Given problem
From the listing below, select every line that contains the word "roof" and copy each one in full, matching case exactly.

[Entries for labeling bounding boxes]

::::

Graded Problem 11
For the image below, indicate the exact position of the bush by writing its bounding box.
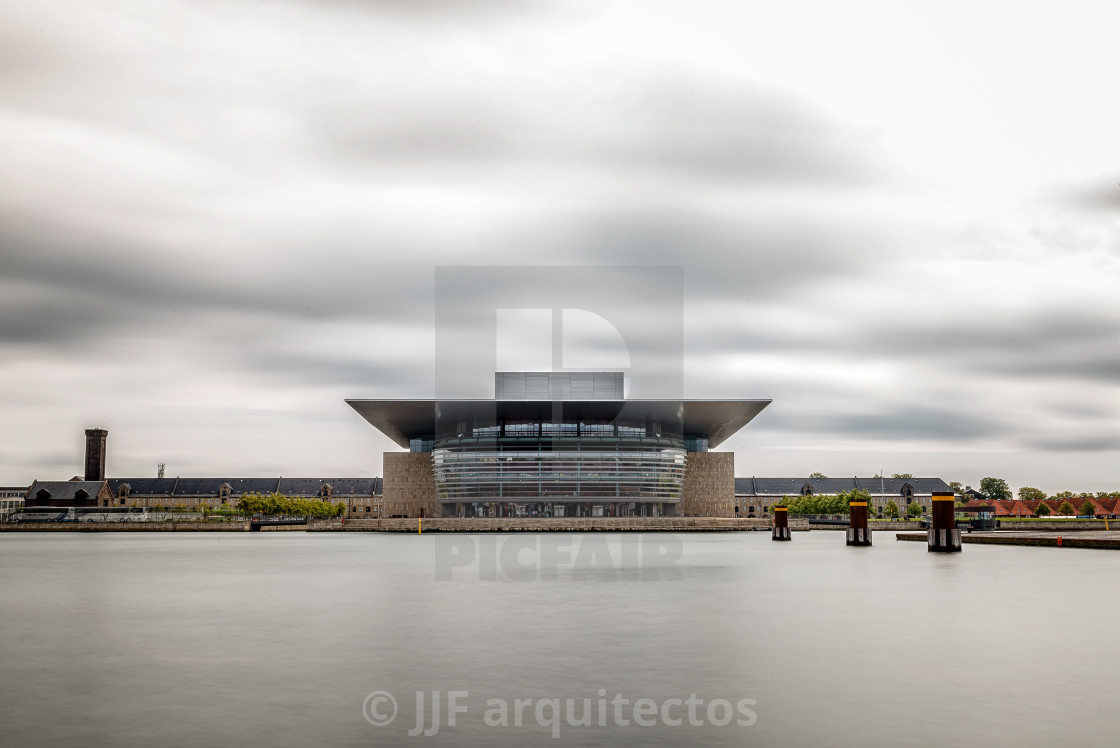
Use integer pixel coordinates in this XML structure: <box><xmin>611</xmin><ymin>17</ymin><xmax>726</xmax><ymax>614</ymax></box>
<box><xmin>775</xmin><ymin>488</ymin><xmax>871</xmax><ymax>515</ymax></box>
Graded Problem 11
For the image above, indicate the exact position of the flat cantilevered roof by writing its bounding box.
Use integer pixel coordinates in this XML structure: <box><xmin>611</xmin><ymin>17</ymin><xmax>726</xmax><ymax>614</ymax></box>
<box><xmin>346</xmin><ymin>400</ymin><xmax>771</xmax><ymax>448</ymax></box>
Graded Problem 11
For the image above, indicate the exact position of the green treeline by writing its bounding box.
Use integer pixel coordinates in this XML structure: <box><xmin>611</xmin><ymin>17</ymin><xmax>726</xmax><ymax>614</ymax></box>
<box><xmin>237</xmin><ymin>494</ymin><xmax>346</xmax><ymax>518</ymax></box>
<box><xmin>776</xmin><ymin>488</ymin><xmax>871</xmax><ymax>514</ymax></box>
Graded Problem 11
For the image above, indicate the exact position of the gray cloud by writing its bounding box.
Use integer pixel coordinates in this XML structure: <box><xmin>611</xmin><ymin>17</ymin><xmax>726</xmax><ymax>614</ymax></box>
<box><xmin>314</xmin><ymin>73</ymin><xmax>899</xmax><ymax>186</ymax></box>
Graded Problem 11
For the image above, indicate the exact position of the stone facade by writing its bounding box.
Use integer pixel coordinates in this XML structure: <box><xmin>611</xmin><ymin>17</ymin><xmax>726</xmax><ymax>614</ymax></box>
<box><xmin>383</xmin><ymin>452</ymin><xmax>440</xmax><ymax>517</ymax></box>
<box><xmin>679</xmin><ymin>452</ymin><xmax>735</xmax><ymax>517</ymax></box>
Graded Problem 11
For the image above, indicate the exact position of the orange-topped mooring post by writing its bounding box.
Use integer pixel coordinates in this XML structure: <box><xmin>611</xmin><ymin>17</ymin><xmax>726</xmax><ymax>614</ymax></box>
<box><xmin>925</xmin><ymin>490</ymin><xmax>961</xmax><ymax>553</ymax></box>
<box><xmin>771</xmin><ymin>506</ymin><xmax>793</xmax><ymax>540</ymax></box>
<box><xmin>847</xmin><ymin>499</ymin><xmax>871</xmax><ymax>545</ymax></box>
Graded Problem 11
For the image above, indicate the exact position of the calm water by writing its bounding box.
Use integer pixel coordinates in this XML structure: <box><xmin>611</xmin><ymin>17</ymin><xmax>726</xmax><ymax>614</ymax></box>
<box><xmin>0</xmin><ymin>532</ymin><xmax>1120</xmax><ymax>748</ymax></box>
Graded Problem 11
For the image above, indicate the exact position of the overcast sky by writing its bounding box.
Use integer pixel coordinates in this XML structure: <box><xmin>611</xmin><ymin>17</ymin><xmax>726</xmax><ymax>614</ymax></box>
<box><xmin>0</xmin><ymin>0</ymin><xmax>1120</xmax><ymax>492</ymax></box>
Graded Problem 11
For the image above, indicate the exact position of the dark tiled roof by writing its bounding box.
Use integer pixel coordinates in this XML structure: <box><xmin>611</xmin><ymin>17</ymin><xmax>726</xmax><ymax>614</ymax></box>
<box><xmin>27</xmin><ymin>480</ymin><xmax>105</xmax><ymax>501</ymax></box>
<box><xmin>280</xmin><ymin>478</ymin><xmax>381</xmax><ymax>497</ymax></box>
<box><xmin>735</xmin><ymin>478</ymin><xmax>951</xmax><ymax>496</ymax></box>
<box><xmin>109</xmin><ymin>478</ymin><xmax>175</xmax><ymax>496</ymax></box>
<box><xmin>175</xmin><ymin>477</ymin><xmax>280</xmax><ymax>496</ymax></box>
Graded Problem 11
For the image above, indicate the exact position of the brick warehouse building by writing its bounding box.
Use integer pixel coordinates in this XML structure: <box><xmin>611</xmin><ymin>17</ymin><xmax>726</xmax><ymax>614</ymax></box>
<box><xmin>347</xmin><ymin>372</ymin><xmax>771</xmax><ymax>517</ymax></box>
<box><xmin>26</xmin><ymin>429</ymin><xmax>382</xmax><ymax>518</ymax></box>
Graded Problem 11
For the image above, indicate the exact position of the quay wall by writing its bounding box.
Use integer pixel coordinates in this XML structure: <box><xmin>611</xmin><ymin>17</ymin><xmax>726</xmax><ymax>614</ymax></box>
<box><xmin>322</xmin><ymin>517</ymin><xmax>809</xmax><ymax>533</ymax></box>
<box><xmin>0</xmin><ymin>522</ymin><xmax>247</xmax><ymax>532</ymax></box>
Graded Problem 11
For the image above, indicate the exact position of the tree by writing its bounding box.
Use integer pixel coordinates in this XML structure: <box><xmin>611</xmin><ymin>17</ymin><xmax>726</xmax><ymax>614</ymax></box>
<box><xmin>980</xmin><ymin>478</ymin><xmax>1011</xmax><ymax>502</ymax></box>
<box><xmin>237</xmin><ymin>494</ymin><xmax>346</xmax><ymax>518</ymax></box>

::::

Solution for this task
For the image above, indicate the exact position of the flat cantilevered roof by writing its bounding box.
For the image above, indicate the exact position of the dark tiled roof by writing its bounding box.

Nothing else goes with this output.